Coordinate annotation entries
******************************

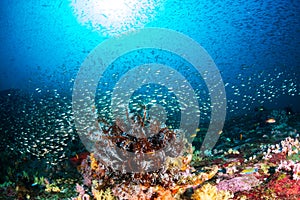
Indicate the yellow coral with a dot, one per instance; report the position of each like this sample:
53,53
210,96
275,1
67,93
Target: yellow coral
94,163
103,195
210,192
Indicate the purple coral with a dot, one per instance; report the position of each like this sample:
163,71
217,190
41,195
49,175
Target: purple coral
237,184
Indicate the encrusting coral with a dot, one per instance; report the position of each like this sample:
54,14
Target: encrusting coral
210,192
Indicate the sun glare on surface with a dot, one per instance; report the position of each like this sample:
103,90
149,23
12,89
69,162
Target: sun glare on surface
114,17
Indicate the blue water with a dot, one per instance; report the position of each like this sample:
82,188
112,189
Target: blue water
43,45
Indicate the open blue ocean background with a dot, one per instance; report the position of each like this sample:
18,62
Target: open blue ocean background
254,44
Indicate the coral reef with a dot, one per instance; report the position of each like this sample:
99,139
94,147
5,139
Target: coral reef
209,191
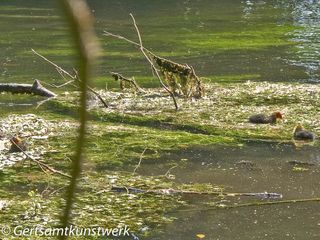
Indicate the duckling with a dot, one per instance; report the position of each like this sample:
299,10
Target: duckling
264,119
17,145
300,133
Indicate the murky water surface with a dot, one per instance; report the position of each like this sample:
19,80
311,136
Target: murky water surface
224,40
271,169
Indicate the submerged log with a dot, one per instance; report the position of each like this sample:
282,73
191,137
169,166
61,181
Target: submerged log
36,88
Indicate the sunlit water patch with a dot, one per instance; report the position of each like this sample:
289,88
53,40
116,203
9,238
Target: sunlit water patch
258,167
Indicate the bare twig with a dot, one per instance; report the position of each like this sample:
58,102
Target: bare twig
74,78
81,24
42,165
152,65
118,76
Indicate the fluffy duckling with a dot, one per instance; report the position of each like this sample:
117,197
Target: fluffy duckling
264,119
17,145
301,134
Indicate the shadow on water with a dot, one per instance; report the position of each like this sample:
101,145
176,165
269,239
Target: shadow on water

******************************

GOAL - Render these lines as a Markdown table with the columns "Row" and "Line," numbering each row and omitting blank lines. Include every line except the pictures.

TASK OUTPUT -
| Row | Line |
|---|---|
| 1 | Indicate the yellow coral with a dot, one per instance; report the position of each like this sample: |
| 2 | 53,53 |
| 3 | 210,96 |
| 4 | 275,1 |
| 5 | 67,93 |
| 6 | Target: yellow coral |
| 7 | 94,163 |
| 8 | 103,195 |
| 9 | 210,192 |
| 10 | Indicate the purple coral with a dot, one per instance; report the position of each like this sample: |
| 11 | 163,71 |
| 12 | 217,190 |
| 13 | 41,195 |
| 14 | 49,175 |
| 15 | Target: purple coral |
| 16 | 237,184 |
| 17 | Indicate the encrusting coral with a dot, one per instance; report the position of each like this sample: |
| 18 | 54,14 |
| 19 | Target: encrusting coral |
| 20 | 210,192 |
| 21 | Indicate the sun glare on surface with a dot, one per instance; report the position of each like this sample: |
| 22 | 103,90 |
| 23 | 149,23 |
| 24 | 12,89 |
| 25 | 69,162 |
| 26 | Target: sun glare on surface |
| 27 | 114,17 |
| 28 | Indicate the blue water with a dot, one per instance; report the position of each like this sample: |
| 29 | 82,188 |
| 30 | 112,189 |
| 31 | Target: blue water |
| 32 | 43,45 |
| 33 | Indicate the open blue ocean background with a dot, one per instance; report the position of each like this sample: |
| 34 | 18,62 |
| 35 | Target: open blue ocean background |
| 36 | 254,44 |
| 37 | Indicate the coral reef with a dot, one per instance; report the position of each like this sample: |
| 38 | 99,139 |
| 39 | 94,147 |
| 40 | 5,139 |
| 41 | Target: coral reef |
| 42 | 209,191 |
| 43 | Indicate the duckling with a dot, one per instance; report the position of each like this sample: |
| 44 | 299,10 |
| 45 | Target: duckling |
| 46 | 264,119 |
| 47 | 17,145 |
| 48 | 300,133 |
| 49 | Indicate the murky water surface with a dot, one per instance; report the position of each like this sample: |
| 50 | 19,80 |
| 51 | 311,136 |
| 52 | Target: murky water surface |
| 53 | 224,40 |
| 54 | 271,169 |
| 55 | Indicate the submerged log with a dot, one per instance; report the position of each like this sample: |
| 56 | 282,73 |
| 57 | 191,137 |
| 58 | 169,166 |
| 59 | 61,181 |
| 60 | Target: submerged log |
| 61 | 36,88 |
| 62 | Indicate the sunlit water patch with a dot, one per instance; report the position of each like this sample: |
| 63 | 289,88 |
| 64 | 53,40 |
| 65 | 116,203 |
| 66 | 9,238 |
| 67 | Target: sunlit water patch |
| 68 | 258,167 |
| 69 | Indicate the bare twig with a dot, one per instance; report the position of each like this sample: |
| 70 | 58,102 |
| 71 | Target: bare twig |
| 72 | 74,78 |
| 73 | 81,24 |
| 74 | 42,165 |
| 75 | 152,65 |
| 76 | 118,76 |
| 77 | Indicate the fluffy duckling with a dot, one per instance; report the position of each like this sample: |
| 78 | 117,197 |
| 79 | Target: fluffy duckling |
| 80 | 264,119 |
| 81 | 17,145 |
| 82 | 301,134 |
| 83 | Indicate the shadow on water with a dot, one per instance; report the position of each like this sample: |
| 84 | 101,145 |
| 85 | 176,165 |
| 86 | 269,239 |
| 87 | Target: shadow on water |